[start AVAILABLE DATA]
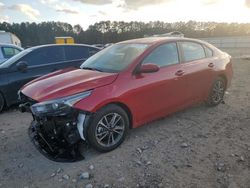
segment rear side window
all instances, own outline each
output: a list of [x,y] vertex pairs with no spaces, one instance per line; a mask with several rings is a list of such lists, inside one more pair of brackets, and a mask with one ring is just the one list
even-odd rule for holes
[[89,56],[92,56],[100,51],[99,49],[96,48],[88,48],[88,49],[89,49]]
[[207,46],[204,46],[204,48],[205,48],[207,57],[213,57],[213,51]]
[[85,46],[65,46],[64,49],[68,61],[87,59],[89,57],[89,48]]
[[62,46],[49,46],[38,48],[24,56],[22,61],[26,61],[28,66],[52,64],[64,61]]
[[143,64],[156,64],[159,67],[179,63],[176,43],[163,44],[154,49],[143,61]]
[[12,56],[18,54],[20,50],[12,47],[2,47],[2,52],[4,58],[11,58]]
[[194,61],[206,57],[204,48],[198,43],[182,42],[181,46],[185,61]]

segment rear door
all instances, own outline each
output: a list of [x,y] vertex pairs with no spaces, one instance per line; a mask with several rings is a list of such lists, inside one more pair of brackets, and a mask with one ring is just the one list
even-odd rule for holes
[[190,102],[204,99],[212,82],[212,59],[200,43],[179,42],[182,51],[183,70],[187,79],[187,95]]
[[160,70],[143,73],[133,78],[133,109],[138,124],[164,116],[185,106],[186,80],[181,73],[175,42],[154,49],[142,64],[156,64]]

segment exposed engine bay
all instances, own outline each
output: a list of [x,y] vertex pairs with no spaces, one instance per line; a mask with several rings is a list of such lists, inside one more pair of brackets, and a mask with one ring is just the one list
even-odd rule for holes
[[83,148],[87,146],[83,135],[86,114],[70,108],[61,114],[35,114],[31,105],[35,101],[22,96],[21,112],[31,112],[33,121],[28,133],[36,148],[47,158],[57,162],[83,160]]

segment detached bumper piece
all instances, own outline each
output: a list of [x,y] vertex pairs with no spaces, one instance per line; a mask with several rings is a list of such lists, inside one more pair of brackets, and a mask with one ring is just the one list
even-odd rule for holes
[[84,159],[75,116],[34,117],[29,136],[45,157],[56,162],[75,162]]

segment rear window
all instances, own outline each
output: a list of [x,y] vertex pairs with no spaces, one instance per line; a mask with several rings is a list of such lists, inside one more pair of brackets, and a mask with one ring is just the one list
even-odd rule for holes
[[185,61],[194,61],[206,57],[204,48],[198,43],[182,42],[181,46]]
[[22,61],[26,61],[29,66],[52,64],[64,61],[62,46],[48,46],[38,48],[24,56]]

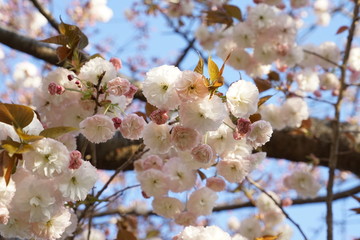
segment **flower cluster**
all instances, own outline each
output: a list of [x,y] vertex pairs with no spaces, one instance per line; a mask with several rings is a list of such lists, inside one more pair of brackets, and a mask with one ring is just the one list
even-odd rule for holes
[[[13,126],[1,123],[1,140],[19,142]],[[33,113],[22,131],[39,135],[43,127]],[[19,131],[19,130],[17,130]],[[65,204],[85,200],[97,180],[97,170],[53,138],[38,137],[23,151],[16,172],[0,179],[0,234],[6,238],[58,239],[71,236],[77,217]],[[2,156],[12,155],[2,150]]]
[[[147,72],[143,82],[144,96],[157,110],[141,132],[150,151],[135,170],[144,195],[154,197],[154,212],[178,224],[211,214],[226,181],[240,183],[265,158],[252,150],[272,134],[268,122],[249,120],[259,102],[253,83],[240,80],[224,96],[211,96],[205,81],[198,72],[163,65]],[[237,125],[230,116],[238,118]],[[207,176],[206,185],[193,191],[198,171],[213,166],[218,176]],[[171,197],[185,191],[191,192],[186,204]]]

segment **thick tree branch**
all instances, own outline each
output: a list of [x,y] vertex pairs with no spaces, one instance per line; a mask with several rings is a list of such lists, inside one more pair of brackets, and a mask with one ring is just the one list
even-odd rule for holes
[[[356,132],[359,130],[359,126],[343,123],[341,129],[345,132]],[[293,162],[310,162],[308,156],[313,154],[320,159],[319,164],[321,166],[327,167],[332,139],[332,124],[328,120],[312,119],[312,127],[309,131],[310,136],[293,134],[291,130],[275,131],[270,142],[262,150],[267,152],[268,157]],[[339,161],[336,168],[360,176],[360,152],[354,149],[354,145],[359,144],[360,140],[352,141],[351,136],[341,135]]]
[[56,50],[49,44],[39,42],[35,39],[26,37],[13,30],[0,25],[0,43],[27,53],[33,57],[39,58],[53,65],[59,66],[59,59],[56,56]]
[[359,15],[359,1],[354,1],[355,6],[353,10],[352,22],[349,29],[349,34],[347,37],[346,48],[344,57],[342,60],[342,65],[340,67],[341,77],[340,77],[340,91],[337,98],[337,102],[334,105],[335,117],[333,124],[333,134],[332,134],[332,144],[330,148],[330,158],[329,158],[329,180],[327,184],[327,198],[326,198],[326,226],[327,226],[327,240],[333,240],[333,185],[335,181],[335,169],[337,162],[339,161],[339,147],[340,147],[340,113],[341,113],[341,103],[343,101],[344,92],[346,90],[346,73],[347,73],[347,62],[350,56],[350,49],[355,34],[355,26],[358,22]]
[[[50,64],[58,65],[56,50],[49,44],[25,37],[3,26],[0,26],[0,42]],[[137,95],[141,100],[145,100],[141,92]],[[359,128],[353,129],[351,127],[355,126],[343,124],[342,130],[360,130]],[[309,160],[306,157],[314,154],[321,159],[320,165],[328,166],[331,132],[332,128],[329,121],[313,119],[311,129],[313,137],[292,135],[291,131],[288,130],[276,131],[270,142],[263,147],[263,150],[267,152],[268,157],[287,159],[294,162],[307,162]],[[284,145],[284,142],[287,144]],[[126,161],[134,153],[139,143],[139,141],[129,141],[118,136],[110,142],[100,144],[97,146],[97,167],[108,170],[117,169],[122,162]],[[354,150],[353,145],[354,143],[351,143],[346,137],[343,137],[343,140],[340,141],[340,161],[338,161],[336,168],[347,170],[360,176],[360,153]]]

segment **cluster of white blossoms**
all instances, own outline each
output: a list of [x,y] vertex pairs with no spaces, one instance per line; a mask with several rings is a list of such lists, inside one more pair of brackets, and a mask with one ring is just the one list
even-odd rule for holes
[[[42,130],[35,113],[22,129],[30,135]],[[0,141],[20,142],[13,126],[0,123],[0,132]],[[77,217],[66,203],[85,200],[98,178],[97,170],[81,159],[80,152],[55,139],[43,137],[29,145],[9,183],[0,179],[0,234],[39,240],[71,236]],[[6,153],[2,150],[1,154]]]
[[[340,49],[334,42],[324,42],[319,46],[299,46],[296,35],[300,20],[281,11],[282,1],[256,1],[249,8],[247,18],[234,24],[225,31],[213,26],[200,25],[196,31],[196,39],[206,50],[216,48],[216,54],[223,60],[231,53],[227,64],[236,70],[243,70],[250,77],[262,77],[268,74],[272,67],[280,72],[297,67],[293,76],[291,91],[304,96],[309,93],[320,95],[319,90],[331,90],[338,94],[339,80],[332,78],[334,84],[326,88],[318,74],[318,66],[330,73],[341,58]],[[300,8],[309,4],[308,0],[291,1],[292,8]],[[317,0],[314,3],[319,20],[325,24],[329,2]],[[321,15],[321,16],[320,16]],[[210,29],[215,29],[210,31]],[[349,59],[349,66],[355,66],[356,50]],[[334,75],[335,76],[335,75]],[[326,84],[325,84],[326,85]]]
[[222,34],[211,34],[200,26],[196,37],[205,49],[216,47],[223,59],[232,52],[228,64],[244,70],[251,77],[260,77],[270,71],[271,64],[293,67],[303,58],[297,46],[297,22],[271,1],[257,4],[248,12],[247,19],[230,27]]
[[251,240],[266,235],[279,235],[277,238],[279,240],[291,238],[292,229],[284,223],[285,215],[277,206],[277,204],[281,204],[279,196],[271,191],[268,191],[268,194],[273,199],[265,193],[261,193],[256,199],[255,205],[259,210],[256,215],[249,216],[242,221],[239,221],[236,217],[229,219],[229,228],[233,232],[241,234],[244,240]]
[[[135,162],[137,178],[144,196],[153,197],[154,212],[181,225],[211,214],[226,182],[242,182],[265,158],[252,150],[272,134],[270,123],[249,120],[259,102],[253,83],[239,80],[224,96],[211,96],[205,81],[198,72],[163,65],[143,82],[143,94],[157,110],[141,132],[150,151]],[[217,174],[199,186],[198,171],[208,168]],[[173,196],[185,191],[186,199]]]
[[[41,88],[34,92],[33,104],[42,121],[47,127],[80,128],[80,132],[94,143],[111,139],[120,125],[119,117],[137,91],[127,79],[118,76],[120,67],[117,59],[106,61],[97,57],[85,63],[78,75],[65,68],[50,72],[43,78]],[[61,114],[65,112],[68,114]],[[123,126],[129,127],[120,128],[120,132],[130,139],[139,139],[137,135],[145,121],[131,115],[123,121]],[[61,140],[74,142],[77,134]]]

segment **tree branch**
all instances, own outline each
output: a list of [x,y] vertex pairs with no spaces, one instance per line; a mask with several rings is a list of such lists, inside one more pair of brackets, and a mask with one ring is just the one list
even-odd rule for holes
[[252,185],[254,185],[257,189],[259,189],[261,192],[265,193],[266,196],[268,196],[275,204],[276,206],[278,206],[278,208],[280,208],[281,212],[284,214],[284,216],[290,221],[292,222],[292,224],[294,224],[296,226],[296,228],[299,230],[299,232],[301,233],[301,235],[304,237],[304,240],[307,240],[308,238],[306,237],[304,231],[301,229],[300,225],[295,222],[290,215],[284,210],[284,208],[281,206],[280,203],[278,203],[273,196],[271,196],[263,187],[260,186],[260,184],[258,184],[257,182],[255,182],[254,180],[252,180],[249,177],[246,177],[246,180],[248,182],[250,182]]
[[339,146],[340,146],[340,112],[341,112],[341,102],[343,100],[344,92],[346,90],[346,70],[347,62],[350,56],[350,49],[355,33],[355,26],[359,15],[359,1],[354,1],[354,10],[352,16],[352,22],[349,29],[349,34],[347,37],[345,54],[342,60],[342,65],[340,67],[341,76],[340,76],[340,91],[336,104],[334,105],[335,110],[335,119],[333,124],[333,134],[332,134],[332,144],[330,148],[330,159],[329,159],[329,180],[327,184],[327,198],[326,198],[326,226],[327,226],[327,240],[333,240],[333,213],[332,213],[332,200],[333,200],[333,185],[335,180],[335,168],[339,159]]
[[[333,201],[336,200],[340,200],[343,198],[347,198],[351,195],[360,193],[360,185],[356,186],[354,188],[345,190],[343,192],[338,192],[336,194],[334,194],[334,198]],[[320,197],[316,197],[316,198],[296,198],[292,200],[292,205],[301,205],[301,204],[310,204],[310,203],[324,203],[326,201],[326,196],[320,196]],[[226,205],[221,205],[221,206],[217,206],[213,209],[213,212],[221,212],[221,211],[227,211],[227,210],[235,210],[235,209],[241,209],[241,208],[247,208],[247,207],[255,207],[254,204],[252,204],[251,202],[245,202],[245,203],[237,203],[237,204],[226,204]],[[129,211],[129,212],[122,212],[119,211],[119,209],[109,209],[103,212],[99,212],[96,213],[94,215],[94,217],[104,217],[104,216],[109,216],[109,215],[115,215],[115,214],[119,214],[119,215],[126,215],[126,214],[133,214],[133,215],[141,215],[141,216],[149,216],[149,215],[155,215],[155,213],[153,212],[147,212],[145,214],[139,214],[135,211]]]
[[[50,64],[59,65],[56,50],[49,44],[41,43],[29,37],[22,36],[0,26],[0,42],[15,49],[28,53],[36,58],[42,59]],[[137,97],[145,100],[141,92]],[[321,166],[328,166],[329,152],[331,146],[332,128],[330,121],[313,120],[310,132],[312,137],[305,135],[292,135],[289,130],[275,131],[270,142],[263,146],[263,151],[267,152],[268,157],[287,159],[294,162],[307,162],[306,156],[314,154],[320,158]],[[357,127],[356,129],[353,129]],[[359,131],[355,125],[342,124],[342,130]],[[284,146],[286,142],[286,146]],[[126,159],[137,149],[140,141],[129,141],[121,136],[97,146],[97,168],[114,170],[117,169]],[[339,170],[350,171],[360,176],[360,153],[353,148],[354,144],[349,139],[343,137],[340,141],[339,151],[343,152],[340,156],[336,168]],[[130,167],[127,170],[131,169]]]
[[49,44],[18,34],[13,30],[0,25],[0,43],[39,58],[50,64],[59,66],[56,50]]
[end AVAILABLE DATA]
[start AVAILABLE DATA]
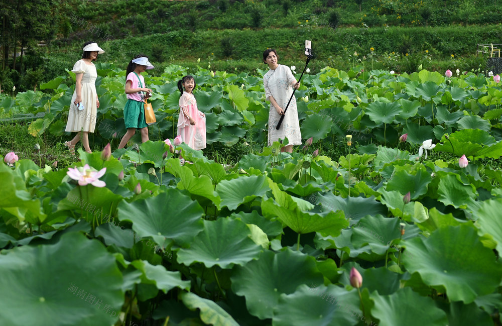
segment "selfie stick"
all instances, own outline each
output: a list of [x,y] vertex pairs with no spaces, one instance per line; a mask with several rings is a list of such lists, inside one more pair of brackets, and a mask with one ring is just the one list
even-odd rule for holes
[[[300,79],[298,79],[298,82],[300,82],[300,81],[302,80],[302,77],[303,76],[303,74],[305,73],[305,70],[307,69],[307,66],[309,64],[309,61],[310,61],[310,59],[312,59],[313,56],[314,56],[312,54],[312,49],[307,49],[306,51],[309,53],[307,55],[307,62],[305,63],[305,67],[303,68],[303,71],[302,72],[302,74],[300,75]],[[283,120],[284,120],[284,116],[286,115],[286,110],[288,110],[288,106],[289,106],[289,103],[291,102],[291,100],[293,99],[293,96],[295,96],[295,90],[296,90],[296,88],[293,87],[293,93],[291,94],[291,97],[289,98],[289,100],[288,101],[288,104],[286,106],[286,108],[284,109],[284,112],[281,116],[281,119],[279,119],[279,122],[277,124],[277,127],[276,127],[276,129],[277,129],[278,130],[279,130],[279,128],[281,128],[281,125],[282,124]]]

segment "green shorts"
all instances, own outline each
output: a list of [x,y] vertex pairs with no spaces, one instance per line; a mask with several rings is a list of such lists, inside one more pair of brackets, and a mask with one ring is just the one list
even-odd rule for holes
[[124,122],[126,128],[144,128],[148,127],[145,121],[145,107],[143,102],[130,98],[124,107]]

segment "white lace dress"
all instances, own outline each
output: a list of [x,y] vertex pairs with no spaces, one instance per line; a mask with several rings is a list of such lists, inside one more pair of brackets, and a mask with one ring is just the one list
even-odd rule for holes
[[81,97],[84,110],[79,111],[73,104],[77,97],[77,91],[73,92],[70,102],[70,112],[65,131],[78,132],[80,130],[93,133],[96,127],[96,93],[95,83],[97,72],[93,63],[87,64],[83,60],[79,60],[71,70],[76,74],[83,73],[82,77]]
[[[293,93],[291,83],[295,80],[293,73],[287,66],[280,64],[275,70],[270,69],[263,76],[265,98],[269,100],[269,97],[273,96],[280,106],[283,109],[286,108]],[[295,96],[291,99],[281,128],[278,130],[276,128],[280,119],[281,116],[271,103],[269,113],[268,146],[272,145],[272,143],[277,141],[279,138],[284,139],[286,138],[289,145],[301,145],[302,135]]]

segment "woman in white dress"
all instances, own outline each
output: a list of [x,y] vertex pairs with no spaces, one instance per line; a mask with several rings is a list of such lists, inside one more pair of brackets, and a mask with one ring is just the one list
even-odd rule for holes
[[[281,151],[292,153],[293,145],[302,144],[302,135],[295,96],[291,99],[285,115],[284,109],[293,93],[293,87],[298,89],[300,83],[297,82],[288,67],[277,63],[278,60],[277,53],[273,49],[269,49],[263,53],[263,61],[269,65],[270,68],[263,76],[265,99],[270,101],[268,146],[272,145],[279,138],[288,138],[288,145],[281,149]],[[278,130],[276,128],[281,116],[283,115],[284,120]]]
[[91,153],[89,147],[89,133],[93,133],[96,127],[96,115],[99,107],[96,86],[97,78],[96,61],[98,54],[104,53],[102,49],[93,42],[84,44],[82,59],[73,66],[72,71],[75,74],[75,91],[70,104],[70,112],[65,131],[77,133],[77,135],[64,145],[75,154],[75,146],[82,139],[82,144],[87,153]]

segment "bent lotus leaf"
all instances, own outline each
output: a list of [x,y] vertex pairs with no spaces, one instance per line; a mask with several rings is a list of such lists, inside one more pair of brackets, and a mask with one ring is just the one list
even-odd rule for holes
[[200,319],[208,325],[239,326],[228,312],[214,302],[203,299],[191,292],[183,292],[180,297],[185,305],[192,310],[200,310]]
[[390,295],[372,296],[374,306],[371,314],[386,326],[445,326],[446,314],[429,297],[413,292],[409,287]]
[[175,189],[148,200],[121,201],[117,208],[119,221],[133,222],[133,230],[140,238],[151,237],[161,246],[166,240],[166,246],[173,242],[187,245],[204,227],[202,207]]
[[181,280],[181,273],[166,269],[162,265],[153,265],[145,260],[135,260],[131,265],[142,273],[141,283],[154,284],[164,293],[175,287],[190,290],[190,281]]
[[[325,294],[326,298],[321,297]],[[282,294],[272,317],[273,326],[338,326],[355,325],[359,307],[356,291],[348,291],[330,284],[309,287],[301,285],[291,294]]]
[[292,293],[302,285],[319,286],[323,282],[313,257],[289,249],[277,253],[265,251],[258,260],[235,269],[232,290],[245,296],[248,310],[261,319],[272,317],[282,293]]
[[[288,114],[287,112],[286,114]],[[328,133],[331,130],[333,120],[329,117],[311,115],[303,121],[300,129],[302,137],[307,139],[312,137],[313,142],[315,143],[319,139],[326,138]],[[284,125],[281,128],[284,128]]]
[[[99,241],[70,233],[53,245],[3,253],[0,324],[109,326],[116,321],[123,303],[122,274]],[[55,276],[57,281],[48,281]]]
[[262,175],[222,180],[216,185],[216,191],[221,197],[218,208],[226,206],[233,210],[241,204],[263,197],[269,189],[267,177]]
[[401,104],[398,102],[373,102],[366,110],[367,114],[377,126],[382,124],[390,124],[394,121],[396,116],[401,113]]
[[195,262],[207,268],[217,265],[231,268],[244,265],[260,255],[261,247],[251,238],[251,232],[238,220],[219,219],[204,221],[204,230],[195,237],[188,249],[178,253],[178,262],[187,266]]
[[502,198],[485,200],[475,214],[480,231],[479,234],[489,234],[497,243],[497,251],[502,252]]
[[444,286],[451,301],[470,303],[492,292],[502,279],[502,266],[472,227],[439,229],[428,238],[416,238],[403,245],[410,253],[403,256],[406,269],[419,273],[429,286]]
[end AVAILABLE DATA]
[start AVAILABLE DATA]
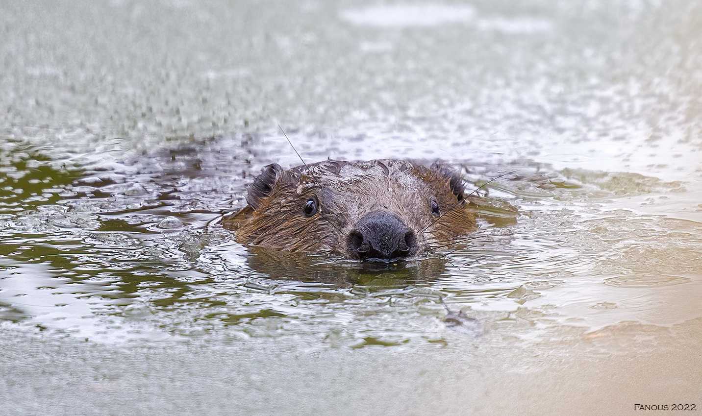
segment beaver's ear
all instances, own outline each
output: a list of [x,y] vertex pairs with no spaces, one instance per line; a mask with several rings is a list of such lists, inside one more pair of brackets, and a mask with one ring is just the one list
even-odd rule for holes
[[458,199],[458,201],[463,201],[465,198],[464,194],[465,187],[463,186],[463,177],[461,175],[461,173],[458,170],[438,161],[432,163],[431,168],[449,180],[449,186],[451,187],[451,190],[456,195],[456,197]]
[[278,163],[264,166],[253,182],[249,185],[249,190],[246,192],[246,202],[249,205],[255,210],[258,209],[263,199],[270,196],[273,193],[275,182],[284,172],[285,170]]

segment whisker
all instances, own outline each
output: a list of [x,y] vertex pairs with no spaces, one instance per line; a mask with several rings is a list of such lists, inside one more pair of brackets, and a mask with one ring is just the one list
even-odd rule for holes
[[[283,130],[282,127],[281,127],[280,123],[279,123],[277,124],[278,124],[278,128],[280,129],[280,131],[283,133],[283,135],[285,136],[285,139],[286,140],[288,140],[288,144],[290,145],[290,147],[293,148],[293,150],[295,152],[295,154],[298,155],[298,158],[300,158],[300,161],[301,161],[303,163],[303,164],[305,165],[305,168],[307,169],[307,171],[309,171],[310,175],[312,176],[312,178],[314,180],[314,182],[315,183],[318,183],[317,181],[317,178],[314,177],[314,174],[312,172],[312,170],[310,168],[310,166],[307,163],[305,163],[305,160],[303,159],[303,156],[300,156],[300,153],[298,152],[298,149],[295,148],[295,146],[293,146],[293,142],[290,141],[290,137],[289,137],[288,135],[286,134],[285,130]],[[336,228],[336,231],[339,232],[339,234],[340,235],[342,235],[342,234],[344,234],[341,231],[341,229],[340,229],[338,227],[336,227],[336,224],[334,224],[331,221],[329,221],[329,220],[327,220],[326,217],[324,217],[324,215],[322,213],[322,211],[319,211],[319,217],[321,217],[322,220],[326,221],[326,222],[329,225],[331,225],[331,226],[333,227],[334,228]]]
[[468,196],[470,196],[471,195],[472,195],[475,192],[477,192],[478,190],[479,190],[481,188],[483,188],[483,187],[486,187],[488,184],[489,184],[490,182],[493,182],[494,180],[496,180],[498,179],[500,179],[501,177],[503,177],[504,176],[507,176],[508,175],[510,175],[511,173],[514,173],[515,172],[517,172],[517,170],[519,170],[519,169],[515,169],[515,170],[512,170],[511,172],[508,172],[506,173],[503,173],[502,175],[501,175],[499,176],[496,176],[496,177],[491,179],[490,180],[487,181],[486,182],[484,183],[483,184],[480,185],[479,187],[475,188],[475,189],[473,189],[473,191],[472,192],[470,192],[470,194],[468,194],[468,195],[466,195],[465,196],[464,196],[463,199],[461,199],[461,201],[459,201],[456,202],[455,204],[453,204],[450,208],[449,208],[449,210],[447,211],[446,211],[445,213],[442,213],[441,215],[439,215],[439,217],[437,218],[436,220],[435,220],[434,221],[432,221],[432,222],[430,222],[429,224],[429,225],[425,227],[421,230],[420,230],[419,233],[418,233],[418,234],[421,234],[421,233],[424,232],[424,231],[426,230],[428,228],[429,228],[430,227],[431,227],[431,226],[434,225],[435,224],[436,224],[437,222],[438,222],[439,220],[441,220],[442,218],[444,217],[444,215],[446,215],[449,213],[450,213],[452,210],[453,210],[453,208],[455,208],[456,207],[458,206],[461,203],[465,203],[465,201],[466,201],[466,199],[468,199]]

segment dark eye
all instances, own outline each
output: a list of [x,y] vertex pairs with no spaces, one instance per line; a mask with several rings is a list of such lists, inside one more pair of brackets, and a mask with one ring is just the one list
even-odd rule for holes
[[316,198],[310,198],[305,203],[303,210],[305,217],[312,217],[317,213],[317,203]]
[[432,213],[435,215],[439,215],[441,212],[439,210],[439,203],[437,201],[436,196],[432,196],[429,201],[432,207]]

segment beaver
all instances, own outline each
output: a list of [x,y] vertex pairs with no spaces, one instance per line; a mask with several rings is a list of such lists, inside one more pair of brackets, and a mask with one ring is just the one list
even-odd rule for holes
[end AVAILABLE DATA]
Select each line in the entries above that contains the string "beaver", and copy those lines.

SOLUTION FOR THIS EXERCISE:
segment beaver's ear
segment beaver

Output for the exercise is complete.